- [TASK TO COMPLETE]:
What is needed is an exact retyping of each entry, pictures excluded.
___
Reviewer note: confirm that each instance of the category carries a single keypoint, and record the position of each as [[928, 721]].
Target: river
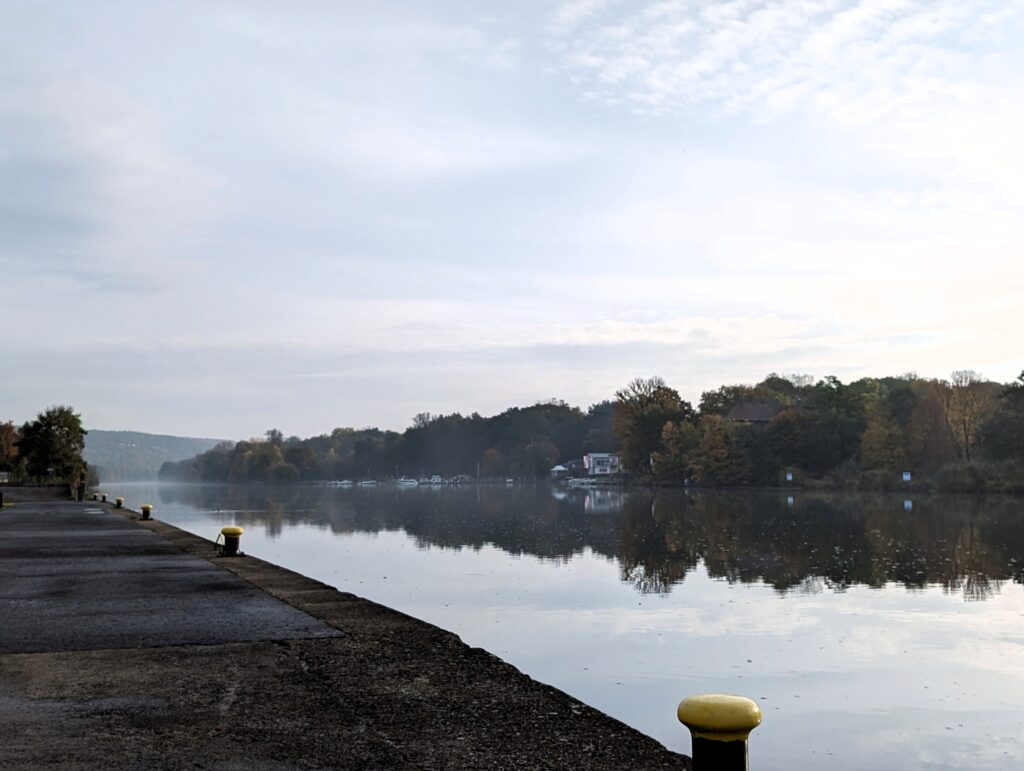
[[880, 632]]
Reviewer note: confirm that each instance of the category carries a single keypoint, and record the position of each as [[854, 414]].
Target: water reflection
[[801, 544]]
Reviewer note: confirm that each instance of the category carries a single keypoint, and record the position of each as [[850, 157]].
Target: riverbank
[[132, 644]]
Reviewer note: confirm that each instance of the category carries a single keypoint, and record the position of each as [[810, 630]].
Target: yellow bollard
[[232, 537], [719, 725]]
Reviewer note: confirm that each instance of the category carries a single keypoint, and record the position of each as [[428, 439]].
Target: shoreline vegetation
[[965, 434]]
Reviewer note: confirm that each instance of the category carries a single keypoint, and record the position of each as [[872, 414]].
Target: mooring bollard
[[232, 537], [719, 725]]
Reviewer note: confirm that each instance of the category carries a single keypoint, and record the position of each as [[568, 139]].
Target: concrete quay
[[131, 644]]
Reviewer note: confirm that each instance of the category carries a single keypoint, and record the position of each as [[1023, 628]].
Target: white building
[[601, 464]]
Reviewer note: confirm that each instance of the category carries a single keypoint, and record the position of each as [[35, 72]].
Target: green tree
[[52, 444], [642, 409], [882, 443], [8, 445]]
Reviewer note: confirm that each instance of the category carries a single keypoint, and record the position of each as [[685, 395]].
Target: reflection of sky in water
[[865, 678]]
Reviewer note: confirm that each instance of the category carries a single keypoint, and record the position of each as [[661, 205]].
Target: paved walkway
[[130, 644]]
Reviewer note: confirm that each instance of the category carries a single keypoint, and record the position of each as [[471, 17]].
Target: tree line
[[810, 542], [520, 442], [963, 433], [46, 451]]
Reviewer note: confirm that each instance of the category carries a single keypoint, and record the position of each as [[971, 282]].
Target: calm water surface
[[875, 632]]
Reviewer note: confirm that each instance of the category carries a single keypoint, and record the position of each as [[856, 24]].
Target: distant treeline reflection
[[807, 543]]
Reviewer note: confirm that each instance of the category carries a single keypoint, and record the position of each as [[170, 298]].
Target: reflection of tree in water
[[967, 545]]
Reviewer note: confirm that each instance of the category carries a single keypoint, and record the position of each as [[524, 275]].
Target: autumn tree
[[1003, 433], [642, 409], [968, 401], [8, 445], [52, 444]]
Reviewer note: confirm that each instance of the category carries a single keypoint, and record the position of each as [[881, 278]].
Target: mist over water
[[875, 631]]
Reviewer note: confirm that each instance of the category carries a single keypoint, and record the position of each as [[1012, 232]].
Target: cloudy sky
[[218, 217]]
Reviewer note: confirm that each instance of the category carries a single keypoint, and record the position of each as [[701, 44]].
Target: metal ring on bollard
[[720, 725]]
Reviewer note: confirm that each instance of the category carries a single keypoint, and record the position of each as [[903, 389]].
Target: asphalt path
[[129, 644], [80, 576]]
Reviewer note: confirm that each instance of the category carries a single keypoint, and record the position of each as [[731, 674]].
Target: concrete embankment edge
[[395, 691]]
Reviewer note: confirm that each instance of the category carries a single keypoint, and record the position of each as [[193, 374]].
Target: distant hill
[[121, 456]]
___
- [WRITTEN SOLUTION]:
Reviewer note: confirm that each instance of the category carries a single keypoint, and record the position of each as [[928, 721]].
Target: river
[[880, 632]]
Reviewer note: confirm that each instance of the category carries a single keypoint, and record the position of each as [[854, 414]].
Target: water reflection
[[801, 544]]
Reviewer note: confirm that each instance of the category carries a single keypoint, and record the position of each as [[850, 157]].
Target: riverbank
[[132, 644]]
Reviewer note: confirm that each instance of the category carries a single keypoint, and record the position of each as [[810, 630]].
Target: yellow bollard
[[232, 537], [719, 725]]
Reviewer note: confirm that each instance of the category carries a single keypoint, and record the position of each as [[428, 439]].
Target: shoreline vegetation
[[965, 434]]
Reviewer note: confirm that each instance of the category carries a single keypoint, and record the position of each as [[872, 414]].
Target: mooring bollard
[[232, 537], [719, 725]]
Reviewer note: confirm that each instance of the category carries a single keypoint, and record the position of each as [[568, 139]].
Target: concrete quay
[[131, 644]]
Reviewer note: confirm that each instance of the category carries a single keypoint, and record the position of each as [[1023, 628]].
Target: white building
[[601, 464]]
Reviewer note: confirm that each instance of the category carries a single keypoint, and record the position of each as [[35, 72]].
Target: green tree
[[52, 444], [642, 409], [882, 443], [8, 445]]
Reviewer note: confirm that each instance of the category carries a single keypoint, and record the position of each as [[685, 395]].
Target: reflection of sky in water
[[865, 678]]
Reviewer note: confirm that each instance of the category carries a single keypoint, and record the position of each as [[661, 205]].
Target: paved walkway
[[130, 644]]
Reviewer note: confirm that each instance of the category carries a single keypoint, and record the position of each as [[471, 17]].
Target: tree line
[[810, 542], [520, 442], [963, 433], [46, 451]]
Reviewer note: confirm that each instance of the category carries a single keypoint, and record the position of each as [[971, 282]].
Target: calm water surface
[[875, 632]]
Reviewer note: confirm that each instance of the category carries a single keypoint, and record the position of each as [[856, 24]].
Target: distant treeline reflection
[[807, 543]]
Reviewer note: confirm that each instance of the category carries a single keypoint, and record the position of each as [[170, 298]].
Target: reflection of tree in water
[[967, 545]]
Reviewer note: confirm that each instance of the category carries a single keypoint, and record the position of each as [[524, 275]].
Target: autumn tree
[[1003, 433], [642, 409], [968, 401], [8, 445], [52, 444]]
Reviewer note: confirm that each instance of the category carries a single keypoint, and record the position of each as [[881, 278]].
Target: mist over water
[[875, 631]]
Reviewer note: confirm that each instance of the category carries a single keypoint, and record the position of each as [[1012, 232]].
Target: cloudy sky
[[218, 217]]
Reviewer note: confirm that each instance of the category carries a single keypoint, and record the position of each as [[701, 44]].
Target: metal ring on bollard
[[720, 725]]
Reviewer note: confirm that each instance of the category carries a single keypoint, and record the position of each as [[903, 389]].
Target: asphalt path
[[129, 644], [80, 576]]
Reviewer note: confirm that each instance of the category carries a single keypoint, and record the position of each as [[731, 674]].
Target: concrete embankment edge
[[395, 691]]
Reviewer note: confirm that each instance of the category carries a single keypoint, and record the position of each as [[193, 374]].
Target: distant hill
[[121, 456]]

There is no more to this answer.